### [CONSIGNA]
Vuelve a escribir las líneas desde la que contiene "Target: grass pitch" hasta la que contiene "left=0, top=0, right=360, bottom=81", cambiando "training" por "practice" sin modificar nada más.

### [EXTRACTO DE DATOS]
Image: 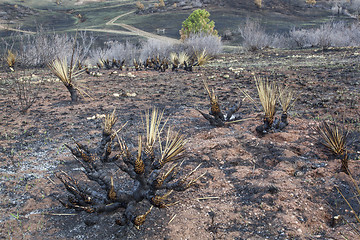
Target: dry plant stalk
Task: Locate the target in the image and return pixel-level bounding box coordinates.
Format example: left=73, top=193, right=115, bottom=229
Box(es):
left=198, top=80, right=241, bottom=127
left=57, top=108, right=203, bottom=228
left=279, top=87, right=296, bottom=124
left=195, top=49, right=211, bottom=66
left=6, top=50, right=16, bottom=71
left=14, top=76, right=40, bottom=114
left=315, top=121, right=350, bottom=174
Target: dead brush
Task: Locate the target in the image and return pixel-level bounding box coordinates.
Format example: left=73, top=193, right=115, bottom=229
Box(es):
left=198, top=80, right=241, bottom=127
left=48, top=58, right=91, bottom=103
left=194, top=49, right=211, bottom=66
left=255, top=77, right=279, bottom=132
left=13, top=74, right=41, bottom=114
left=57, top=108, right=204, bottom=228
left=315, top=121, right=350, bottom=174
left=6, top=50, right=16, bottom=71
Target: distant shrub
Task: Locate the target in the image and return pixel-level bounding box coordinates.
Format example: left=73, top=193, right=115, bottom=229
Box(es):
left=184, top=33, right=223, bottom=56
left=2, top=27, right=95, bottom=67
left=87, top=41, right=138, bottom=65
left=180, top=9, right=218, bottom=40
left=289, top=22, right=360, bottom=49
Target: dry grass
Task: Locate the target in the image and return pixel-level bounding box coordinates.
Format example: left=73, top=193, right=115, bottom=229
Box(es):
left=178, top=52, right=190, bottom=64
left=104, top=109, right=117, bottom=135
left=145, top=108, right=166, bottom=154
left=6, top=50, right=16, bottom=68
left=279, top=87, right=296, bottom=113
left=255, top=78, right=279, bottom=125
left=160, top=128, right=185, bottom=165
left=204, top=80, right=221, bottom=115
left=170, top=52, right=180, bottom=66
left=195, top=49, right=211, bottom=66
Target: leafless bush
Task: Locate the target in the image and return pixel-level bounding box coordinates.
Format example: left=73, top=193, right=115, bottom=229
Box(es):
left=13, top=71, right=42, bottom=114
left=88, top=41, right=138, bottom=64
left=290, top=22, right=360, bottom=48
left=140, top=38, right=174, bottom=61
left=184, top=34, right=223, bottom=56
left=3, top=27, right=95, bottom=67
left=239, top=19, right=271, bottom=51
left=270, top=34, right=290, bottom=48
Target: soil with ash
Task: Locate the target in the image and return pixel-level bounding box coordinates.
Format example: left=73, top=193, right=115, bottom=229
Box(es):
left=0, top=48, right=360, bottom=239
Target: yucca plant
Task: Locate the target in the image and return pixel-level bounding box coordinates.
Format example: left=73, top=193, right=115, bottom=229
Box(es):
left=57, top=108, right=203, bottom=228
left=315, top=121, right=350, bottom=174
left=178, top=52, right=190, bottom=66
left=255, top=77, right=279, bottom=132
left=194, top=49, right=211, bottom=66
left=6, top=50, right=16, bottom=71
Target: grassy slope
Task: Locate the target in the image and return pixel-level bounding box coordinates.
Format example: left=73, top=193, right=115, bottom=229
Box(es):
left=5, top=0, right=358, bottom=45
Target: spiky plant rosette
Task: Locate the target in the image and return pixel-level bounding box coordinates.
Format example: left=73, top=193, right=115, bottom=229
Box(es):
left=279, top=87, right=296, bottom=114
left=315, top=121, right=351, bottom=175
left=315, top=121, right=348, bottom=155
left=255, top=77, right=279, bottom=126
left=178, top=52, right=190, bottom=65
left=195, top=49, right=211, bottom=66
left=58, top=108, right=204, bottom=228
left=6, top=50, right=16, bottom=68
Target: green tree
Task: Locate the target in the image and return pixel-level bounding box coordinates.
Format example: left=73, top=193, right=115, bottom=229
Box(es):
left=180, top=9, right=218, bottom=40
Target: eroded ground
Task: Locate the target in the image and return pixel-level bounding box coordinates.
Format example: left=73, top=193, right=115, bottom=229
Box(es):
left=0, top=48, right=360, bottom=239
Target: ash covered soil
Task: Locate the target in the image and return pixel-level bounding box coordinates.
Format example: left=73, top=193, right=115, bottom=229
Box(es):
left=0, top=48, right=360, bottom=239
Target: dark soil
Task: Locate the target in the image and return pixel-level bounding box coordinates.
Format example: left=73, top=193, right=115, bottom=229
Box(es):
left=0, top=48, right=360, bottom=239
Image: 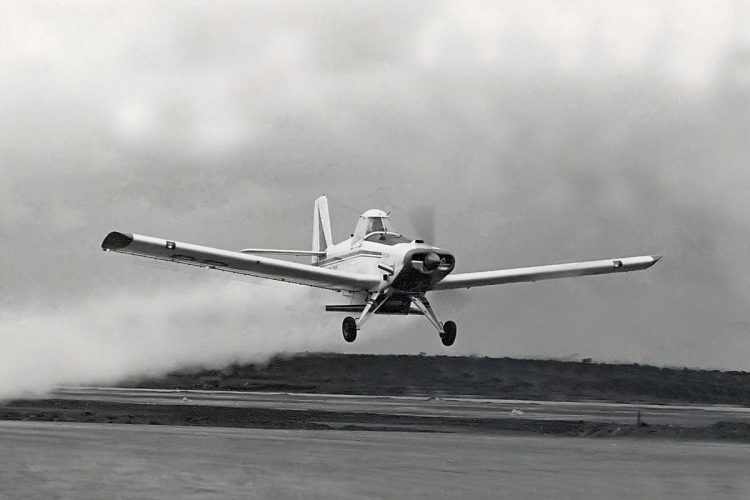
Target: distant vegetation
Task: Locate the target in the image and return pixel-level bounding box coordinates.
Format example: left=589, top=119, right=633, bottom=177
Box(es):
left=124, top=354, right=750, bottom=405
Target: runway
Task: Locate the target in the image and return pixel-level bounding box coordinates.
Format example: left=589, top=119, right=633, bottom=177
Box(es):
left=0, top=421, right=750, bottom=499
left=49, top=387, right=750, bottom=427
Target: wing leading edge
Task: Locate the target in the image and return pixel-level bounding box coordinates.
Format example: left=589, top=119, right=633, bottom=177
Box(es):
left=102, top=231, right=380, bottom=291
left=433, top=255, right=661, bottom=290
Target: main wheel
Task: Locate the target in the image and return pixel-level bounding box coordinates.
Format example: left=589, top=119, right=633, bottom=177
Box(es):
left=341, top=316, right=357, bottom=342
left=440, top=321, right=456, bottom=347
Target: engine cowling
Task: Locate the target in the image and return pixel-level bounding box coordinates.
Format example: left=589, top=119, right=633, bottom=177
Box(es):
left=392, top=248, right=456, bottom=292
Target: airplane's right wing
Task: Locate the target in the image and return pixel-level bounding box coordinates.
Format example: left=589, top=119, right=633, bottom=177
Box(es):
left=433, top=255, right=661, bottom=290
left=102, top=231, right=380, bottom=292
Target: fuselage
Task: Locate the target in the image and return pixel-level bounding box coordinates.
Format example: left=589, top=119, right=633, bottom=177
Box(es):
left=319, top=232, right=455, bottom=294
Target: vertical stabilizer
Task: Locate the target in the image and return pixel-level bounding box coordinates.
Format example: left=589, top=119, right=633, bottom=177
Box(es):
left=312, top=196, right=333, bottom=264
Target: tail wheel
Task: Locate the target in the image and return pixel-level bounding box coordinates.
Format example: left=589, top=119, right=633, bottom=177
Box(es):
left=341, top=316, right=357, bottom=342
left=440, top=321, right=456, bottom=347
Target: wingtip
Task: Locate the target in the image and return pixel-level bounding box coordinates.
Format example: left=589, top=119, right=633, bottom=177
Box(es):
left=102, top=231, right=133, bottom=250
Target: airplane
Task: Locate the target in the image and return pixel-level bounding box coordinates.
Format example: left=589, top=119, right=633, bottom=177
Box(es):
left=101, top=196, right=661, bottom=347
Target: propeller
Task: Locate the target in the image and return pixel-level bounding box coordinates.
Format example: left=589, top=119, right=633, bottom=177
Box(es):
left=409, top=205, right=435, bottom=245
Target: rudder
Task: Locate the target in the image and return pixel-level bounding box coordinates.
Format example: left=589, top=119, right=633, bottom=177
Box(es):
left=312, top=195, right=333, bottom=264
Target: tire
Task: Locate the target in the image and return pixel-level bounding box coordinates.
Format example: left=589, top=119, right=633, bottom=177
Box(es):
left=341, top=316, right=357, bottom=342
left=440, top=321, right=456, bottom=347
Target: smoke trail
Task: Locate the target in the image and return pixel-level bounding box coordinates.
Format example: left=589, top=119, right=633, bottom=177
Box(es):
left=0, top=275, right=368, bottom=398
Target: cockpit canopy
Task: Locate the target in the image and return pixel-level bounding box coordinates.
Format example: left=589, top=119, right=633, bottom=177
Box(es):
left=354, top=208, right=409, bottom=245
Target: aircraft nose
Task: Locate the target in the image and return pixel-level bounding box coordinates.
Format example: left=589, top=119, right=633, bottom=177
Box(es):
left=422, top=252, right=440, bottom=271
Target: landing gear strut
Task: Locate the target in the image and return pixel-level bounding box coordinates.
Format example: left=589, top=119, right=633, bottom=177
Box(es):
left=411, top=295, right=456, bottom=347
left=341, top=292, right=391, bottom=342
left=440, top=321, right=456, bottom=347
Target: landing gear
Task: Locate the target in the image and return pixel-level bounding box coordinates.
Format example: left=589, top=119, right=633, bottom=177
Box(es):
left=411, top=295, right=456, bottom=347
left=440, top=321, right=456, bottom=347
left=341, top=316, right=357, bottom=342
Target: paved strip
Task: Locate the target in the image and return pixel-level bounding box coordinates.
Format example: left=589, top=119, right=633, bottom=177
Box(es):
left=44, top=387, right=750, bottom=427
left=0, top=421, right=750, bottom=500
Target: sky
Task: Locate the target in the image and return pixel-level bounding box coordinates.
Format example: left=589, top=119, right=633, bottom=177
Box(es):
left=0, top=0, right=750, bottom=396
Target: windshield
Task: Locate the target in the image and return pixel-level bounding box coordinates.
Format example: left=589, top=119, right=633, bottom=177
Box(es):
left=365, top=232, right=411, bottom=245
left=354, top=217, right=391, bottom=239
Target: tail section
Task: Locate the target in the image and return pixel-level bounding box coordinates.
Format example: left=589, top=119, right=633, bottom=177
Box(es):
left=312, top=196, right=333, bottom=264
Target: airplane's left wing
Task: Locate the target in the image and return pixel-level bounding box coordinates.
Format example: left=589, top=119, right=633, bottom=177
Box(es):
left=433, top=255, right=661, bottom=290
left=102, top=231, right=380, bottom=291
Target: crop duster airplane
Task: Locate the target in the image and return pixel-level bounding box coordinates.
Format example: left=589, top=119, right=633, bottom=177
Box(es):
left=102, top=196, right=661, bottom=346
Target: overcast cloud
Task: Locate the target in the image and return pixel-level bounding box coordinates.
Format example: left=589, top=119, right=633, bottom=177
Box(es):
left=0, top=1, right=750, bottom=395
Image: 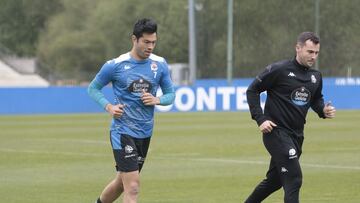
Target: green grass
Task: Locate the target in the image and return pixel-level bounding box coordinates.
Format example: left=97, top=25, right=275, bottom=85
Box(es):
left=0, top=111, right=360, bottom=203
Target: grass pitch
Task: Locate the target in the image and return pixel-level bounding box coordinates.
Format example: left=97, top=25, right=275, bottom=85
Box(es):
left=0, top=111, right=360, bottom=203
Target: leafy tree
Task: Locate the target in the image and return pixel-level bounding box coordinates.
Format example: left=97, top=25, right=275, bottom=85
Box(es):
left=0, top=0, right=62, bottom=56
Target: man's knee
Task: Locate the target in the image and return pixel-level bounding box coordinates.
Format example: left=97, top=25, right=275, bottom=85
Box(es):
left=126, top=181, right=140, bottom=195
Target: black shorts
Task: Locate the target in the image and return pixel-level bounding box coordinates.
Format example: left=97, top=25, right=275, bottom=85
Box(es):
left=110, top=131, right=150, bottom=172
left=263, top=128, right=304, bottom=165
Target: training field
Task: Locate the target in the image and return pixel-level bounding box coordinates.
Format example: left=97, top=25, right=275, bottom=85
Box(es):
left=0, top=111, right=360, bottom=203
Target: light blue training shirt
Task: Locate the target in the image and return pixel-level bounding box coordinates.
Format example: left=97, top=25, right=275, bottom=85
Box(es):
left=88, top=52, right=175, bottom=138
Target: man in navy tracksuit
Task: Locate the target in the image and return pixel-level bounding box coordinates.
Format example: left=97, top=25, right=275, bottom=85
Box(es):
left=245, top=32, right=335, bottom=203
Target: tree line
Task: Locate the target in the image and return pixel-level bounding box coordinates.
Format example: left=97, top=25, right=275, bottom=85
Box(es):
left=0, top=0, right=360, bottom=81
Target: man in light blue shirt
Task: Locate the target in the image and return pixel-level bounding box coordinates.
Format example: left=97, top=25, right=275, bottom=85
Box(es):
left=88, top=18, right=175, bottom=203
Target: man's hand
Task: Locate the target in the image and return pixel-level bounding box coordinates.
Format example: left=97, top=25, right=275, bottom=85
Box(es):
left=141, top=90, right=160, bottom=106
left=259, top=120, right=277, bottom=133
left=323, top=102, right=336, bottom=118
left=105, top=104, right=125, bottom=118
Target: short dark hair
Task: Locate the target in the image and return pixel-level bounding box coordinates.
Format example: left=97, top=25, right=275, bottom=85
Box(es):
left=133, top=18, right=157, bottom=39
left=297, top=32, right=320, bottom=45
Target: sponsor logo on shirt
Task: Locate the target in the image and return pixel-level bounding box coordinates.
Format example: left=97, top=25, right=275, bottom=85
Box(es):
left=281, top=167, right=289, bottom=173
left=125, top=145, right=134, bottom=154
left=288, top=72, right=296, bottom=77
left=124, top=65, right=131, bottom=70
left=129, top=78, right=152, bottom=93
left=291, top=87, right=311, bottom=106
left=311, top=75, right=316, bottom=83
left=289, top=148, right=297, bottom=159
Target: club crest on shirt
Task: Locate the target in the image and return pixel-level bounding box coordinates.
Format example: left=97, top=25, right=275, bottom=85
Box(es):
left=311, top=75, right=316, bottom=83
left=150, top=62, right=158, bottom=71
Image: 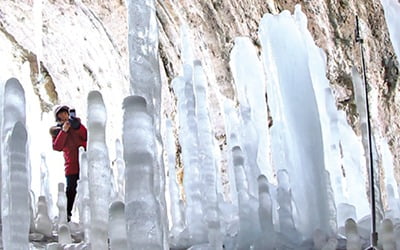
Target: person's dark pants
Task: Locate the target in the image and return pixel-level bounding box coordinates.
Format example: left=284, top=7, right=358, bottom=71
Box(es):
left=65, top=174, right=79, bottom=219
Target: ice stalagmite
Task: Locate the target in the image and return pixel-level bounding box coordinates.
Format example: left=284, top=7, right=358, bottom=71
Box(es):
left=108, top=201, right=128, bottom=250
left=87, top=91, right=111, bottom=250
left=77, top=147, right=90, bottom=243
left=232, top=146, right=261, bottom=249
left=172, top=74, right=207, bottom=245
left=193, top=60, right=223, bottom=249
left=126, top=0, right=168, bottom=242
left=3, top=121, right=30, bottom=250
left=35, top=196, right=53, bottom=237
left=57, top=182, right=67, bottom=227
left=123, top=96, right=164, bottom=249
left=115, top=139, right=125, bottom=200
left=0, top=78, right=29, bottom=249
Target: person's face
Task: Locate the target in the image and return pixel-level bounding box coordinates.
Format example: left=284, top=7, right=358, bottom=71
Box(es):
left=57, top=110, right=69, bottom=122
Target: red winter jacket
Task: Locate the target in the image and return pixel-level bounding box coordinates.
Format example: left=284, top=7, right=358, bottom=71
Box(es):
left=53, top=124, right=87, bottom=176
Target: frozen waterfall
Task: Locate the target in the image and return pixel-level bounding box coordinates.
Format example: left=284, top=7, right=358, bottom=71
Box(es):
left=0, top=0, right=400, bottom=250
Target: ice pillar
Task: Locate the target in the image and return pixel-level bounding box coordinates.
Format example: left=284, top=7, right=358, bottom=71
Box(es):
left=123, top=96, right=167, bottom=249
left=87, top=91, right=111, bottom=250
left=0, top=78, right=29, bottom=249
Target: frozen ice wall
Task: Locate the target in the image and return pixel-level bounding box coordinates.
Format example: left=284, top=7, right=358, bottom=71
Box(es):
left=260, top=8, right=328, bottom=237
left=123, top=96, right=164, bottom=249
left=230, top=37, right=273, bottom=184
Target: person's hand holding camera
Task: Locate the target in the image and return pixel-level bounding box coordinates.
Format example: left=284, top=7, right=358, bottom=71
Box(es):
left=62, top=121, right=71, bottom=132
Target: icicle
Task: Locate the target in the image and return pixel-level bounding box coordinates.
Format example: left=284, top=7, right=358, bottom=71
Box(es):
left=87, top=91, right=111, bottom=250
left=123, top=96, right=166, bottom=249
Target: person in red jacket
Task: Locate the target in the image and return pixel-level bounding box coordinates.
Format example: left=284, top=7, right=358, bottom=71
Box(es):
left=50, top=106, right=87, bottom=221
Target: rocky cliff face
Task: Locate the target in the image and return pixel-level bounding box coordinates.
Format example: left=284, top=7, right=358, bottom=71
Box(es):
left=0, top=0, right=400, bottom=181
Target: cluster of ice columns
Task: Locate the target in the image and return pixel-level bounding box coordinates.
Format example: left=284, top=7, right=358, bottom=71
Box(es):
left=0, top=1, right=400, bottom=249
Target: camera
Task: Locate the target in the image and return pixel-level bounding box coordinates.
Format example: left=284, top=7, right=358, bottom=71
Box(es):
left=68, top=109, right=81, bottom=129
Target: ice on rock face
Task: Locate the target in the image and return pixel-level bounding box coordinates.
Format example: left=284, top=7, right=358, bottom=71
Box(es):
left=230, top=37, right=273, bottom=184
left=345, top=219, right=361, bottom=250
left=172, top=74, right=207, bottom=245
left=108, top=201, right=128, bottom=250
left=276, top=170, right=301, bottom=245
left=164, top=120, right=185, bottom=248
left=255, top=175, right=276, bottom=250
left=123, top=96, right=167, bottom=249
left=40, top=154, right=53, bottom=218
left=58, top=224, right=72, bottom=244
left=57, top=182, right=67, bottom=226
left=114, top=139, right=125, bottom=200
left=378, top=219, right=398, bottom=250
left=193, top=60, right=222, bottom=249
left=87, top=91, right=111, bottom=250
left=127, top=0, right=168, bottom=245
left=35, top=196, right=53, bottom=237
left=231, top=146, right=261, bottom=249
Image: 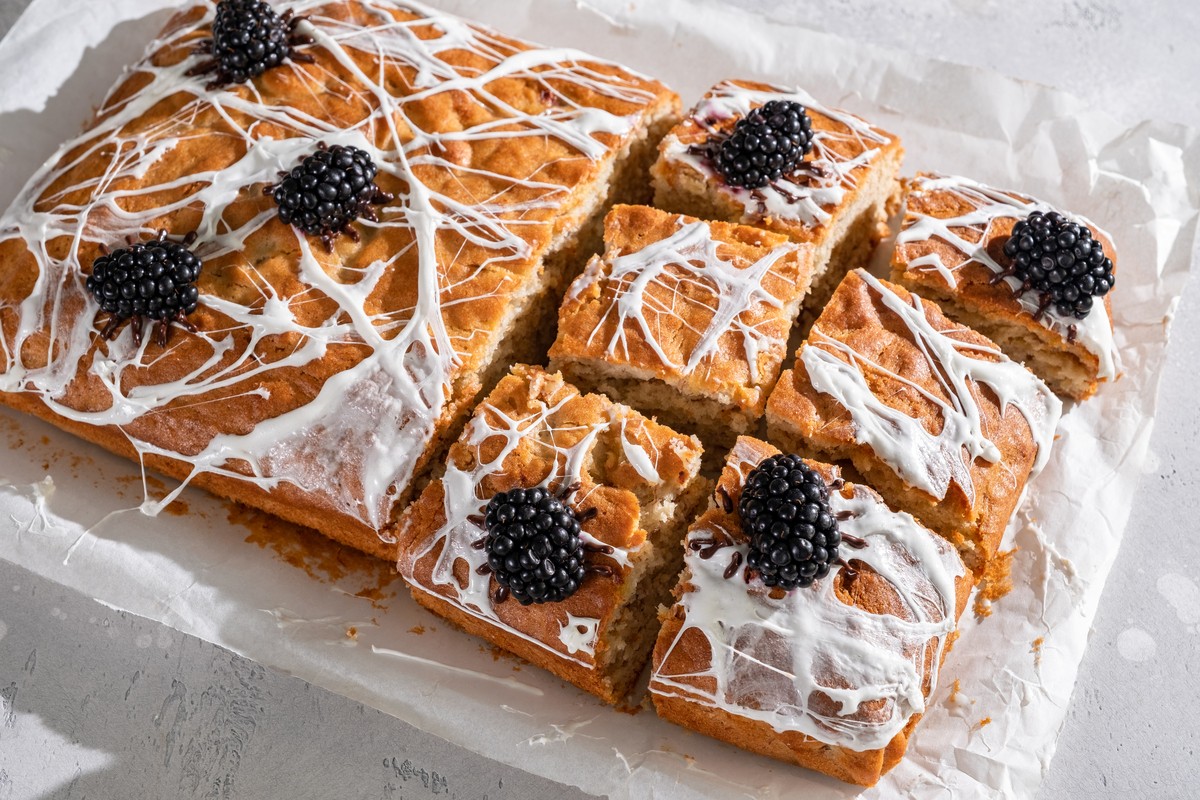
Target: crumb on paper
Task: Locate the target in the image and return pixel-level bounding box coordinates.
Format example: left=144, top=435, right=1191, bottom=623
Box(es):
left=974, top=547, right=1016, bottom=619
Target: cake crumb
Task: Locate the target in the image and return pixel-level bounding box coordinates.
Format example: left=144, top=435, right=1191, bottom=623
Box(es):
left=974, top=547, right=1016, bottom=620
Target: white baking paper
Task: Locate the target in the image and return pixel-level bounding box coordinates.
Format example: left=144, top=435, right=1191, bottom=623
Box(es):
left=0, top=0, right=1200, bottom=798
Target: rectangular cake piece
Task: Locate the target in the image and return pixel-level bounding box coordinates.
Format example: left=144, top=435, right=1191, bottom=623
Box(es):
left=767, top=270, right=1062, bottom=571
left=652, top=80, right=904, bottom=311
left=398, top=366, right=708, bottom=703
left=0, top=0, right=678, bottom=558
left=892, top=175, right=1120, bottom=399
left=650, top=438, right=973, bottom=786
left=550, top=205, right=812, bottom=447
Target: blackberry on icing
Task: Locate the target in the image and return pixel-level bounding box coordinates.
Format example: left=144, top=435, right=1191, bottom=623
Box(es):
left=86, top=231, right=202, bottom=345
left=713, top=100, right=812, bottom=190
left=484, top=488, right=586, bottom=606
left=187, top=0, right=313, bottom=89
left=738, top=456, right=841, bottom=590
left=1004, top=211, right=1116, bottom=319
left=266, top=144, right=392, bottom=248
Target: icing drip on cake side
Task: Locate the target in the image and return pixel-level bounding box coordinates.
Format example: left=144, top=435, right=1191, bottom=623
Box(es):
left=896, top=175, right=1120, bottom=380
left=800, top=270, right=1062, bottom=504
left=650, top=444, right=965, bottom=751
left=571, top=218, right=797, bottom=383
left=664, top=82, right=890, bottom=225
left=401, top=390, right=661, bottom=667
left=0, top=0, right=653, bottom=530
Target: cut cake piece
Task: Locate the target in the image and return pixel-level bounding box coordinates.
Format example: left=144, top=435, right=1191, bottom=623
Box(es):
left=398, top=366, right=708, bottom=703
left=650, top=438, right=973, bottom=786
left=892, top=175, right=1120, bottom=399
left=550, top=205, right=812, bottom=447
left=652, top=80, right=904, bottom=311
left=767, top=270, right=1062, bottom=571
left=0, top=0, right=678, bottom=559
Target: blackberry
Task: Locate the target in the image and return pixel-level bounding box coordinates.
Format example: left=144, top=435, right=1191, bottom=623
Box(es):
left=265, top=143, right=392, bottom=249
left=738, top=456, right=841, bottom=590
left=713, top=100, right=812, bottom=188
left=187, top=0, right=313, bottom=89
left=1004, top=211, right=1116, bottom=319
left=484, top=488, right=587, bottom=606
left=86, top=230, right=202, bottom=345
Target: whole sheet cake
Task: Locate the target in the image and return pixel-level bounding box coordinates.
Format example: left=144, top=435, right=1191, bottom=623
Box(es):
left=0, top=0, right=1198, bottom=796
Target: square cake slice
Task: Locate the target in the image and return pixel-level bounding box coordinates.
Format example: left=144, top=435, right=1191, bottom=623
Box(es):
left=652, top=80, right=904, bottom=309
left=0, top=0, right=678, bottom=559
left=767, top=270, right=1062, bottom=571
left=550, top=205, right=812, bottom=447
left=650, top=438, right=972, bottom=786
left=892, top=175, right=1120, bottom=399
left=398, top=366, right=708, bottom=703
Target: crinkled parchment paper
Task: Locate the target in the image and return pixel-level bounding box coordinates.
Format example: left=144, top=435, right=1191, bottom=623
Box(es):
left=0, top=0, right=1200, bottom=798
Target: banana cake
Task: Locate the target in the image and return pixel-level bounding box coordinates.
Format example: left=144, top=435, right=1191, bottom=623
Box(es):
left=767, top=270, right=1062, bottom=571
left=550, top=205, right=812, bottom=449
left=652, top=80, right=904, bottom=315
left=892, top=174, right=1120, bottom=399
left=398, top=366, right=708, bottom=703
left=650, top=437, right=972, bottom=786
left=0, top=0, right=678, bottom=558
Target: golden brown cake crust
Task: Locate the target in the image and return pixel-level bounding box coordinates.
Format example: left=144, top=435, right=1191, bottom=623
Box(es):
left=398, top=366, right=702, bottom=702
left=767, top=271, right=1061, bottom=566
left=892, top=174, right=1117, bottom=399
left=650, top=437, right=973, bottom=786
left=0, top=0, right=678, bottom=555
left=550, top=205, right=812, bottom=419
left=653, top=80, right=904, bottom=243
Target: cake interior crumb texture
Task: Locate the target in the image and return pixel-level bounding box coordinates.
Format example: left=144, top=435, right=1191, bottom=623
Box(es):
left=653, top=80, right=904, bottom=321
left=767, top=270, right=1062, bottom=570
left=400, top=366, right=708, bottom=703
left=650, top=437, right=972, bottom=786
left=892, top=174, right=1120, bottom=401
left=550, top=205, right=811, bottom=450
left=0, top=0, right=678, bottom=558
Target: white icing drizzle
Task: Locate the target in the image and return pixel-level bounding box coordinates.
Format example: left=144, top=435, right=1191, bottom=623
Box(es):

### [RESULTADO]
Target: grass pitch
Task: Locate the target in the image and return pixel-level bounding box coordinates.
Format example: left=97, top=25, right=275, bottom=85
Box(es):
left=0, top=111, right=360, bottom=203
Target: leafy tree
Task: Locate the target in the image and return pixel-level bounding box coordinates.
Format example: left=97, top=25, right=275, bottom=85
Box(es):
left=0, top=0, right=62, bottom=56
Target: man's knee
Task: Locate the target in the image and return pixel-level bounding box coordinates.
Format example: left=97, top=25, right=275, bottom=85
Box(es):
left=126, top=181, right=140, bottom=195
Target: black shorts
Task: Locate the target in the image and return pixel-level bounding box coordinates.
Format example: left=97, top=25, right=275, bottom=85
Box(es):
left=110, top=131, right=150, bottom=172
left=263, top=128, right=304, bottom=165
Target: practice field
Task: Locate the target in the image and return pixel-level bounding box coordinates.
Format example: left=97, top=25, right=275, bottom=85
Box(es):
left=0, top=111, right=360, bottom=203
Target: light blue practice shirt
Task: Locate the target in the image and return pixel-level bounding box coordinates.
Format example: left=97, top=25, right=275, bottom=85
Box(es):
left=88, top=52, right=175, bottom=138
Target: man in navy tracksuit
Task: Locate the target in the image and return pixel-level bounding box coordinates.
Format example: left=97, top=25, right=275, bottom=85
Box(es):
left=245, top=32, right=335, bottom=203
Target: tree line
Task: Locate the target in the image and return pixel-level bounding box coordinates.
Format example: left=97, top=25, right=275, bottom=85
Box(es):
left=0, top=0, right=360, bottom=81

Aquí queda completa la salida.